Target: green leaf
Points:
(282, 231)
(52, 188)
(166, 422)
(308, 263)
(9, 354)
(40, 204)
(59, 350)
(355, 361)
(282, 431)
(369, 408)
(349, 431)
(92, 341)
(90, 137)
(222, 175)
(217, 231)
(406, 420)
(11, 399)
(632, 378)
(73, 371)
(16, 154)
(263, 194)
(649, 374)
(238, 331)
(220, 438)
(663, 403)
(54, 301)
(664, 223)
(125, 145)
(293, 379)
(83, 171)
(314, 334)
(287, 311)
┄┄┄┄┄┄┄┄┄┄┄┄┄┄┄┄┄┄┄┄
The task requires that all the material be restated word for word.

Target: green leaf
Points:
(282, 231)
(52, 188)
(166, 422)
(308, 263)
(9, 354)
(40, 204)
(59, 350)
(355, 361)
(282, 431)
(369, 408)
(349, 431)
(92, 341)
(90, 137)
(222, 175)
(217, 231)
(406, 420)
(11, 399)
(632, 378)
(73, 371)
(16, 154)
(263, 194)
(649, 374)
(238, 331)
(220, 438)
(663, 403)
(54, 301)
(664, 223)
(125, 145)
(293, 379)
(83, 171)
(314, 334)
(287, 311)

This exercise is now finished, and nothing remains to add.